**Trecho selecionado**

***

Acredito que a discussão sobre a efetividade desses movimentos vem de outro campo. As pessoas que hoje estão na imprensa têm, aproximadamente, de 30 a 40 anos de idade. São pessoas que, quando jovens, lá pelos 20 anos, idade da maioria dos manifestantes do Occupy, ouviram um discurso hegemônico sobre o fim das ideologias, das grandes mobilizações. Tínhamos que aprender a ser eficazes e a utilizar nossa criatividade e inventividade não para o campo da política, mas preferencialmente para um departamento de marketing ou uma agência de publicidade. Então, trata-se de uma geração que se inseriu muito rapidamente nos processos de reprodução material da vida no capitalismo avançado. Isso tudo sem muito questionamento.

***

**Dados fornecidos**
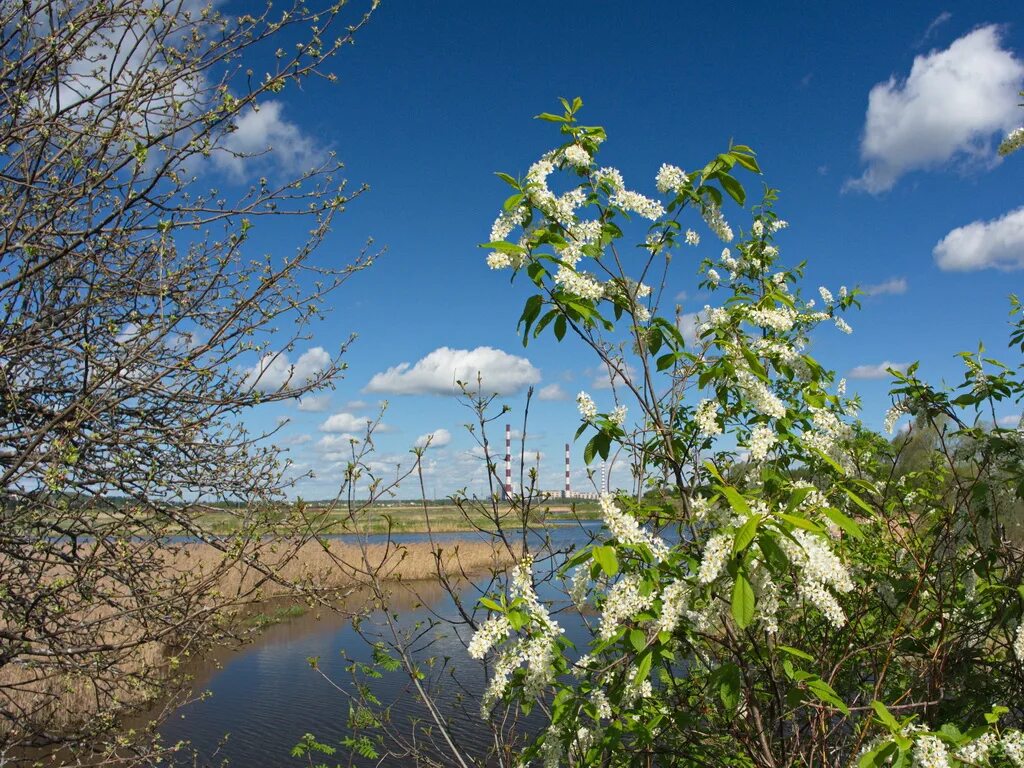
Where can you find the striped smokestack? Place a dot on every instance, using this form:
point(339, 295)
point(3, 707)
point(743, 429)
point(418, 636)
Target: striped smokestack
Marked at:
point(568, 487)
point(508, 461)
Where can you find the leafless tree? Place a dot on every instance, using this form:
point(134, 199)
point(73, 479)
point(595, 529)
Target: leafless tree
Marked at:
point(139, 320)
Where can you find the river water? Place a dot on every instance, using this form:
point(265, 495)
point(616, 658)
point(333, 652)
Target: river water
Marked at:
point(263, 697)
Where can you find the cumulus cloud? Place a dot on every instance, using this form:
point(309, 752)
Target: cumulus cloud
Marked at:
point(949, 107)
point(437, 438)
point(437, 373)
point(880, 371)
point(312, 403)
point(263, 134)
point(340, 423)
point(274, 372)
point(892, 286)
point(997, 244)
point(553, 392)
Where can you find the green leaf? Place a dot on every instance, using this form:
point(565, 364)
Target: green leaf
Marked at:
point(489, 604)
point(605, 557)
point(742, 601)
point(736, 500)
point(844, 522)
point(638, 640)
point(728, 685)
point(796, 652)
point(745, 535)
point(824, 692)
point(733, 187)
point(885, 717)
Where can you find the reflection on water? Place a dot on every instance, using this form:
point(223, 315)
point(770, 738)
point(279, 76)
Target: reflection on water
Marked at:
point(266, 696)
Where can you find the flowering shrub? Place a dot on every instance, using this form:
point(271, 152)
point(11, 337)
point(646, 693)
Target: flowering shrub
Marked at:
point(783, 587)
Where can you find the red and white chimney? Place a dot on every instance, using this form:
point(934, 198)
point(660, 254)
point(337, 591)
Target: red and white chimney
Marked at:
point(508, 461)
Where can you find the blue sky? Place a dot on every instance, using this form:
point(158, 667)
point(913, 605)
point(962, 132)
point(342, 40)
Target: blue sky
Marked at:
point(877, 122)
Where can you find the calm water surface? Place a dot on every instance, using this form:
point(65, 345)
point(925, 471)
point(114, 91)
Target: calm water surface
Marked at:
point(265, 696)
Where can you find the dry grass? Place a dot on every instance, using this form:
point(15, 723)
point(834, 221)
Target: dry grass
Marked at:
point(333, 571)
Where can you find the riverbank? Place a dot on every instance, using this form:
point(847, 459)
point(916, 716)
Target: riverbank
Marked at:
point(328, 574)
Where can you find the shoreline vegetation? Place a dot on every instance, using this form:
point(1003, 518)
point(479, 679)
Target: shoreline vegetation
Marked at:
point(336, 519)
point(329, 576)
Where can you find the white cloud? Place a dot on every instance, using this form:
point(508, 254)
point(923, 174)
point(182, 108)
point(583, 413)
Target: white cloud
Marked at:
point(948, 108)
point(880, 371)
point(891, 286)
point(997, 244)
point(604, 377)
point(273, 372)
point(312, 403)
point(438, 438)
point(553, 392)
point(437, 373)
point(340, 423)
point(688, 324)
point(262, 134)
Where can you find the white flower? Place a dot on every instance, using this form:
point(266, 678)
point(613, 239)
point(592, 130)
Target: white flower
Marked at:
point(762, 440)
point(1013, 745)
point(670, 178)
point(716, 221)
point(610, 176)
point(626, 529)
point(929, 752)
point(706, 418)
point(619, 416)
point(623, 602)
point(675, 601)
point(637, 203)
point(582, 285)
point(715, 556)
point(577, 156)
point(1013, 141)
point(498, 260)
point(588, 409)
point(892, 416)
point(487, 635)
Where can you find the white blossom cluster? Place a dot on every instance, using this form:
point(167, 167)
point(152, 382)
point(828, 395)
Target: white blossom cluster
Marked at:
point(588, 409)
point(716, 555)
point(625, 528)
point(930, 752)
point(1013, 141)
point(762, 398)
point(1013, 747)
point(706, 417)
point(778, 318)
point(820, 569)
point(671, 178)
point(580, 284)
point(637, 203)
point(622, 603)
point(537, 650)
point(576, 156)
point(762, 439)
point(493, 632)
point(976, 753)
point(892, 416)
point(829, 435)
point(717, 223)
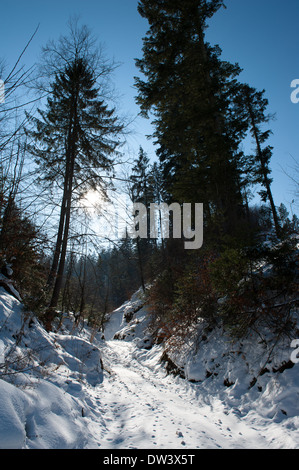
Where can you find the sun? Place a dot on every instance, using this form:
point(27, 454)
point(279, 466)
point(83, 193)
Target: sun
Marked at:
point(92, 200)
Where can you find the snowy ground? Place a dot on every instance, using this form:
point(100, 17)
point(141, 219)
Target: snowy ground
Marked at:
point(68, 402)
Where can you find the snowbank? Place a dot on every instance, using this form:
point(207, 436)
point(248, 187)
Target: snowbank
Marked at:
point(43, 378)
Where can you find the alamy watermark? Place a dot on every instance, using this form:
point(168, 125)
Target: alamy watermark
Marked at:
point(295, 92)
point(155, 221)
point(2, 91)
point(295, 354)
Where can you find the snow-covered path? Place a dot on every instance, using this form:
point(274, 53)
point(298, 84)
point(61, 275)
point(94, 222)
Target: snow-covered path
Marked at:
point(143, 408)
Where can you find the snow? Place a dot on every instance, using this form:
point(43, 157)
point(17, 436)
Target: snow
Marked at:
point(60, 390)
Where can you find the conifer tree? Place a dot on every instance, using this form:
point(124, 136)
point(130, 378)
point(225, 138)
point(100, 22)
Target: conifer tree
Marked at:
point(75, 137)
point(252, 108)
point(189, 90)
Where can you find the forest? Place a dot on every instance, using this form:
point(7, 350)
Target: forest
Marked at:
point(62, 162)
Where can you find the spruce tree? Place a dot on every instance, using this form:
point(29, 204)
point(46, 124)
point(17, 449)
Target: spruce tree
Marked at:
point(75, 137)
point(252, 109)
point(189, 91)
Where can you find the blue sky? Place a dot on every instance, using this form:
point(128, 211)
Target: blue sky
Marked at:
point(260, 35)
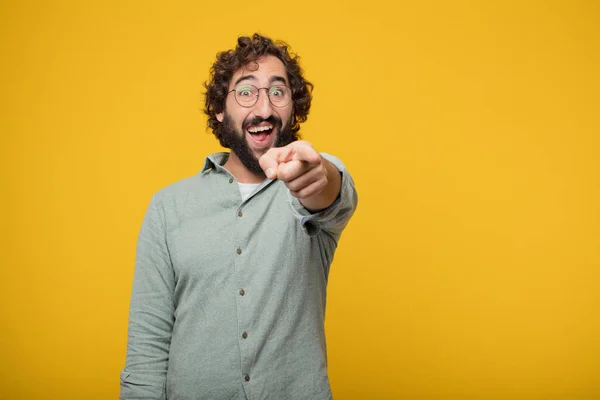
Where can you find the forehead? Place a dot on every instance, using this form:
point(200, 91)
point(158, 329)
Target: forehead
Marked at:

***

**Instruções da tarefa**
Transcreva palavra por palavra o trecho selecionado entre "Acredito que a" e "sem muito questionamento.", inclusive. Use somente o trecho selecionado.

**Resposta**
Acredito que a discussão sobre a efetividade desses movimentos vem de outro campo. As pessoas que hoje estão na imprensa têm, aproximadamente, de 30 a 40 anos de idade. São pessoas que, quando jovens, lá pelos 20 anos, idade da maioria dos manifestantes do Occupy, ouviram um discurso hegemônico sobre o fim das ideologias, das grandes mobilizações. Tínhamos que aprender a ser eficazes e a utilizar nossa criatividade e inventividade não para o campo da política, mas preferencialmente para um departamento de marketing ou uma agência de publicidade. Então, trata-se de uma geração que se inseriu muito rapidamente nos processos de reprodução material da vida no capitalismo avançado. Isso tudo sem muito questionamento.